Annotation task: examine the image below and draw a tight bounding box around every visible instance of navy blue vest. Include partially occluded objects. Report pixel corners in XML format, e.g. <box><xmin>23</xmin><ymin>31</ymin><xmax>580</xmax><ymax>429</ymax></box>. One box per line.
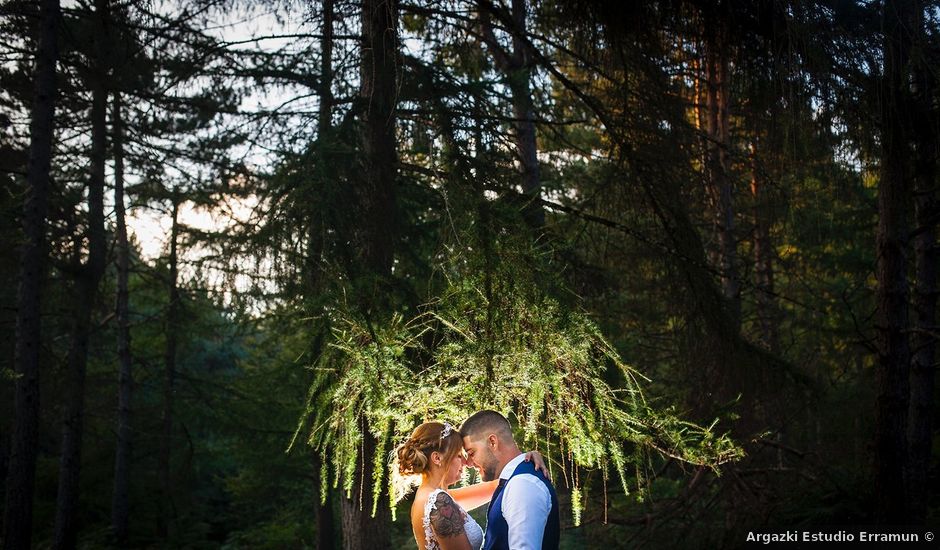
<box><xmin>483</xmin><ymin>459</ymin><xmax>560</xmax><ymax>550</ymax></box>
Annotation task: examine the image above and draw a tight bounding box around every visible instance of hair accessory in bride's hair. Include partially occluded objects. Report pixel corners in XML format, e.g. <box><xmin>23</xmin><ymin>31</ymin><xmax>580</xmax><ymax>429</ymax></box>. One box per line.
<box><xmin>440</xmin><ymin>421</ymin><xmax>453</xmax><ymax>440</ymax></box>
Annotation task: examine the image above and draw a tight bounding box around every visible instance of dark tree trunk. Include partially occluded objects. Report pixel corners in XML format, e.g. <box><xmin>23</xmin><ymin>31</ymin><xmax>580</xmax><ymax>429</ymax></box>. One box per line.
<box><xmin>340</xmin><ymin>432</ymin><xmax>389</xmax><ymax>550</ymax></box>
<box><xmin>110</xmin><ymin>92</ymin><xmax>133</xmax><ymax>543</ymax></box>
<box><xmin>750</xmin><ymin>142</ymin><xmax>778</xmax><ymax>352</ymax></box>
<box><xmin>307</xmin><ymin>0</ymin><xmax>333</xmax><ymax>295</ymax></box>
<box><xmin>318</xmin><ymin>0</ymin><xmax>334</xmax><ymax>144</ymax></box>
<box><xmin>53</xmin><ymin>46</ymin><xmax>110</xmax><ymax>550</ymax></box>
<box><xmin>311</xmin><ymin>2</ymin><xmax>337</xmax><ymax>548</ymax></box>
<box><xmin>479</xmin><ymin>0</ymin><xmax>544</xmax><ymax>229</ymax></box>
<box><xmin>874</xmin><ymin>0</ymin><xmax>914</xmax><ymax>525</ymax></box>
<box><xmin>907</xmin><ymin>0</ymin><xmax>937</xmax><ymax>525</ymax></box>
<box><xmin>337</xmin><ymin>0</ymin><xmax>399</xmax><ymax>547</ymax></box>
<box><xmin>508</xmin><ymin>0</ymin><xmax>543</xmax><ymax>229</ymax></box>
<box><xmin>53</xmin><ymin>3</ymin><xmax>110</xmax><ymax>541</ymax></box>
<box><xmin>157</xmin><ymin>196</ymin><xmax>181</xmax><ymax>539</ymax></box>
<box><xmin>3</xmin><ymin>1</ymin><xmax>60</xmax><ymax>547</ymax></box>
<box><xmin>704</xmin><ymin>18</ymin><xmax>740</xmax><ymax>325</ymax></box>
<box><xmin>357</xmin><ymin>0</ymin><xmax>398</xmax><ymax>280</ymax></box>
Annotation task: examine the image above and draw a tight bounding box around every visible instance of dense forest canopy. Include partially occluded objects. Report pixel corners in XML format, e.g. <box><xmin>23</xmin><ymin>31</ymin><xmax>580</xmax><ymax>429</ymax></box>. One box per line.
<box><xmin>0</xmin><ymin>0</ymin><xmax>937</xmax><ymax>548</ymax></box>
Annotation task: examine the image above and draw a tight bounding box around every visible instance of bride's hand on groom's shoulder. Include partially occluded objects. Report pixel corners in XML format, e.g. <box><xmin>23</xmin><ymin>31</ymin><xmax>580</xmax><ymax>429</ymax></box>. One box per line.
<box><xmin>524</xmin><ymin>450</ymin><xmax>551</xmax><ymax>480</ymax></box>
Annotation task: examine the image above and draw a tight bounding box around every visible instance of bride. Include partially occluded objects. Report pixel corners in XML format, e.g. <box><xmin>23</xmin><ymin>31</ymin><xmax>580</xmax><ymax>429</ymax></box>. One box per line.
<box><xmin>396</xmin><ymin>421</ymin><xmax>548</xmax><ymax>550</ymax></box>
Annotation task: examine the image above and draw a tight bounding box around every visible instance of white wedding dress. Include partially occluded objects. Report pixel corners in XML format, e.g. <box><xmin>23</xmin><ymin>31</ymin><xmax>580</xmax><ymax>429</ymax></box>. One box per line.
<box><xmin>423</xmin><ymin>488</ymin><xmax>484</xmax><ymax>550</ymax></box>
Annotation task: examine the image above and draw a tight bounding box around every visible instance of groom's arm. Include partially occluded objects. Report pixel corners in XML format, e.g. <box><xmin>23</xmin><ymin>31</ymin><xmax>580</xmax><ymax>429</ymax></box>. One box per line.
<box><xmin>501</xmin><ymin>475</ymin><xmax>552</xmax><ymax>550</ymax></box>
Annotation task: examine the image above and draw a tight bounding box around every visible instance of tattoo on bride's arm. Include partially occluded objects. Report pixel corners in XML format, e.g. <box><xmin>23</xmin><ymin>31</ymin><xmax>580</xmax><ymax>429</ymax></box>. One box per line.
<box><xmin>430</xmin><ymin>493</ymin><xmax>465</xmax><ymax>538</ymax></box>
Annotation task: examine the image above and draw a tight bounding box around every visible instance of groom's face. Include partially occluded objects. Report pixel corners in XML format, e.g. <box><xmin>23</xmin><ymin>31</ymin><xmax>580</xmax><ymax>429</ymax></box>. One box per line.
<box><xmin>462</xmin><ymin>434</ymin><xmax>499</xmax><ymax>482</ymax></box>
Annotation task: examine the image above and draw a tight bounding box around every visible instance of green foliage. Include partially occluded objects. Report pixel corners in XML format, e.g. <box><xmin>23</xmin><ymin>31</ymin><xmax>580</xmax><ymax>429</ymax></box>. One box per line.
<box><xmin>296</xmin><ymin>238</ymin><xmax>743</xmax><ymax>521</ymax></box>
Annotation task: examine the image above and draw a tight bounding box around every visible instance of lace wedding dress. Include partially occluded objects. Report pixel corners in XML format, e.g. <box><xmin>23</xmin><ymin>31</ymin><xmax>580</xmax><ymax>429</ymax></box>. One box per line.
<box><xmin>422</xmin><ymin>488</ymin><xmax>484</xmax><ymax>550</ymax></box>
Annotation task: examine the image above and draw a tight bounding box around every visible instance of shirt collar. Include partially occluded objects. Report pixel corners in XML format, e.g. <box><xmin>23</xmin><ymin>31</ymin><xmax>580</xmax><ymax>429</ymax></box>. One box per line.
<box><xmin>498</xmin><ymin>453</ymin><xmax>526</xmax><ymax>480</ymax></box>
****************************************
PROBLEM TO WORK ON -> Your answer must be the entries repeated exactly, with no pictures.

REPLY TO THE EXERCISE ->
Annotation task: examine the image below and draw a tight bounding box around every visible instance of navy blue vest. Include partially occluded objects. Report pixel corners in XML format, e.g. <box><xmin>23</xmin><ymin>31</ymin><xmax>580</xmax><ymax>429</ymax></box>. One box per line.
<box><xmin>483</xmin><ymin>459</ymin><xmax>560</xmax><ymax>550</ymax></box>
Annotation task: examine the image above and draw a tight bounding box around every visible instance of hair accessory in bride's hair. Include partially occluded objects. Report pixel corners in XML format, e.g. <box><xmin>23</xmin><ymin>31</ymin><xmax>580</xmax><ymax>429</ymax></box>. One box per line.
<box><xmin>440</xmin><ymin>421</ymin><xmax>453</xmax><ymax>440</ymax></box>
Annotation task: examine the image above and draw a tight bounding box around every visible instance of dark tree trunk. Include partially occluded objects. Report pixel corners in XML format, e.g. <box><xmin>23</xmin><ymin>31</ymin><xmax>580</xmax><ymax>429</ymax></box>. One box per line.
<box><xmin>340</xmin><ymin>432</ymin><xmax>389</xmax><ymax>550</ymax></box>
<box><xmin>110</xmin><ymin>92</ymin><xmax>133</xmax><ymax>543</ymax></box>
<box><xmin>750</xmin><ymin>142</ymin><xmax>778</xmax><ymax>352</ymax></box>
<box><xmin>307</xmin><ymin>0</ymin><xmax>333</xmax><ymax>295</ymax></box>
<box><xmin>318</xmin><ymin>0</ymin><xmax>334</xmax><ymax>144</ymax></box>
<box><xmin>53</xmin><ymin>46</ymin><xmax>110</xmax><ymax>550</ymax></box>
<box><xmin>311</xmin><ymin>2</ymin><xmax>337</xmax><ymax>548</ymax></box>
<box><xmin>479</xmin><ymin>0</ymin><xmax>544</xmax><ymax>229</ymax></box>
<box><xmin>874</xmin><ymin>0</ymin><xmax>914</xmax><ymax>525</ymax></box>
<box><xmin>907</xmin><ymin>0</ymin><xmax>937</xmax><ymax>525</ymax></box>
<box><xmin>337</xmin><ymin>0</ymin><xmax>399</xmax><ymax>547</ymax></box>
<box><xmin>508</xmin><ymin>0</ymin><xmax>543</xmax><ymax>229</ymax></box>
<box><xmin>53</xmin><ymin>3</ymin><xmax>110</xmax><ymax>541</ymax></box>
<box><xmin>157</xmin><ymin>196</ymin><xmax>181</xmax><ymax>539</ymax></box>
<box><xmin>3</xmin><ymin>1</ymin><xmax>60</xmax><ymax>547</ymax></box>
<box><xmin>704</xmin><ymin>18</ymin><xmax>740</xmax><ymax>325</ymax></box>
<box><xmin>357</xmin><ymin>0</ymin><xmax>398</xmax><ymax>280</ymax></box>
Annotation task: examine the image above and draw a tight bounding box around every visible instance of dense forest canopy. Include partially occluded objects. Report pixel corners in XML format, e.g. <box><xmin>23</xmin><ymin>31</ymin><xmax>580</xmax><ymax>429</ymax></box>. One box per line.
<box><xmin>0</xmin><ymin>0</ymin><xmax>937</xmax><ymax>548</ymax></box>
Annotation task: examine the image above and draw a tight bounding box around every visible instance of bride's hand on groom's shoulder. Include partially occluded objects. Report pixel corners in XML format, e.g. <box><xmin>23</xmin><ymin>31</ymin><xmax>580</xmax><ymax>429</ymax></box>. One box per line.
<box><xmin>524</xmin><ymin>450</ymin><xmax>551</xmax><ymax>480</ymax></box>
Annotation task: examine the image above and draw a tight bounding box around every visible instance of bride. Include partially occluded objects. Report pixel corners in XML format, e.g. <box><xmin>23</xmin><ymin>31</ymin><xmax>580</xmax><ymax>429</ymax></box>. One box per line.
<box><xmin>396</xmin><ymin>421</ymin><xmax>548</xmax><ymax>550</ymax></box>
Annotation task: examine the image above and draw a tight bounding box around every visible instance of white wedding dress. Include partially occluded objects. Report pixel corners in XML format, e.g. <box><xmin>23</xmin><ymin>31</ymin><xmax>580</xmax><ymax>429</ymax></box>. One box per line.
<box><xmin>423</xmin><ymin>488</ymin><xmax>484</xmax><ymax>550</ymax></box>
Annotation task: examine the image above and draw a tight bounding box around every visible instance of groom's arm. Include partially occluded objects. Report pixel corners in XML format, e.g. <box><xmin>23</xmin><ymin>31</ymin><xmax>580</xmax><ymax>429</ymax></box>. One box per line.
<box><xmin>501</xmin><ymin>475</ymin><xmax>552</xmax><ymax>550</ymax></box>
Annotation task: examine the image above and draw a tight bounding box around every visible instance of tattoo on bride's arm. Include partially occluded objects. Report pixel corners in XML format, e.g. <box><xmin>23</xmin><ymin>31</ymin><xmax>580</xmax><ymax>429</ymax></box>. One box per line.
<box><xmin>430</xmin><ymin>493</ymin><xmax>465</xmax><ymax>538</ymax></box>
Annotation task: examine the image above and draw a tight bounding box around every visible instance of groom's face. Include partially occluded objects. Report pixel corners in XML format, e.g. <box><xmin>23</xmin><ymin>31</ymin><xmax>580</xmax><ymax>429</ymax></box>. One box per line.
<box><xmin>462</xmin><ymin>434</ymin><xmax>499</xmax><ymax>482</ymax></box>
Annotation task: examine the image above and draw a tight bounding box around every visible instance of green foliage. Include partially occluded objects. Report pixel corners in XML format, e.g. <box><xmin>23</xmin><ymin>31</ymin><xmax>580</xmax><ymax>429</ymax></box>. One box per line.
<box><xmin>296</xmin><ymin>238</ymin><xmax>743</xmax><ymax>521</ymax></box>
Annotation task: examine the image above and draw a tight bounding box around every visible instance of lace wedding dress. Include partially occluded objects. Report pixel corners in XML format, e.g. <box><xmin>23</xmin><ymin>31</ymin><xmax>580</xmax><ymax>429</ymax></box>. One box per line.
<box><xmin>422</xmin><ymin>488</ymin><xmax>484</xmax><ymax>550</ymax></box>
Annotation task: examine the image above and draw a tight bounding box around every visible instance of shirt collar. Include partially occluded objects. Report pixel corners in XML format, e.g. <box><xmin>23</xmin><ymin>31</ymin><xmax>580</xmax><ymax>429</ymax></box>. One box per line.
<box><xmin>498</xmin><ymin>453</ymin><xmax>526</xmax><ymax>480</ymax></box>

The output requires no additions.